Instructions to follow
Can you reproduce the Duke of Lancaster's Regiment post below word for word, everything from "Ceremonies mark formation" down to "of Lancaster’s Regiment."?

=== Supplied text ===

# Duke of Lancaster’s Regiment



## big bad john (4 Jul 2006)

http://www.mod.uk/DefenceInternet/DefenceNews/HistoryAndHonour/CeremoniesMarkFormationOfNewRegimentForTheNorthWest.htm

Ceremonies mark formation of new regiment for the North West
3 Jul 06 
Soldiers from the North West of England took part in ceremonies around the world on Saturday 1 July 2006 to mark the formation of the new Duke of Lancaster’s Regiment.


Brigadier Christopher Deverell MBE, Commander 4 Armoured Brigade, representing The Colonel of the Regiment, saluting the Colours as he inspects the 1st Battalion of The Duke of Lancaster’s Regiment at Belfast Barracks, Osnabruck, Germany [Picture: MOD]
The Duke of Lancaster’s Regiment amalgamates the King’s Own Royal Border, the King’s and the Queen’s Lancashire Regiments. The formation of the new regiment is part of the Future Infantry Structure which sees the overall reduction of battalions in an effort to redistribute manpower across the army, creating more robust unit establishments.

Ceremonies took place in Lancaster, Manchester, Liverpool, Osnabruck and Basra to mark this historic occasion for soldiers from the North West (Merseyside, Greater Manchester, Lancashire and Cumbria), who will now be recruited exclusively by the new Regiment.

The honour of performing the first ceremony fell to soldiers currently serving six-month tours of duty in Iraq. At 7am, under blazing sun and in temperatures of over 40 degrees, some 60 troops from The Duke of Lancaster’s Territorial Army battalion (4th Battalion), held a ceremony in Basra. 

The ceremony was conducted by Father Andrew Lloyd, Force Chaplain, and Lieutenant Colonel Tim Barrett, former commanding officer of 4 King’s Own Royal Border Regiment. The Duke of Lancaster’s new beret and badge was blessed by Father Lloyd, before the parade proudly marched off to resume their tasks.

In Lancaster, about 150 soldiers from 4th Battalion The Duke of Lancaster’s Regiment and 50 cadets from Lancashire Army Cadet Force, had the honour of exercising the Freedom of the City of Lancaster, which was awarded to the regiment on this formation day.

=== Provided material ===

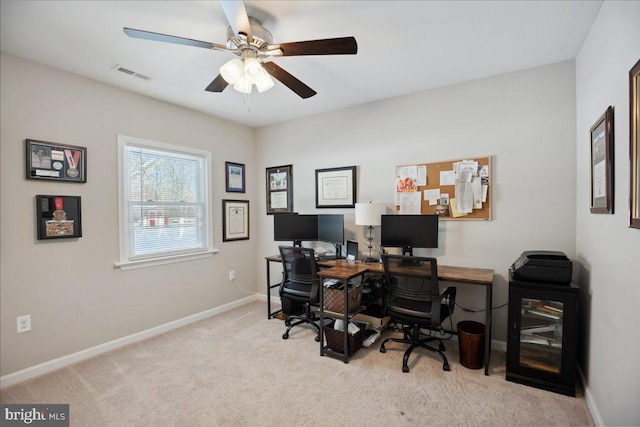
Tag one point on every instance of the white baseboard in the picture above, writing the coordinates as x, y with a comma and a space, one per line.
591, 403
67, 360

===

Solution to this exercise
Ceremonies mark formation of new regiment for the North West
3 Jul 06 
Soldiers from the North West of England took part in ceremonies around the world on Saturday 1 July 2006 to mark the formation of the new Duke of Lancaster’s Regiment.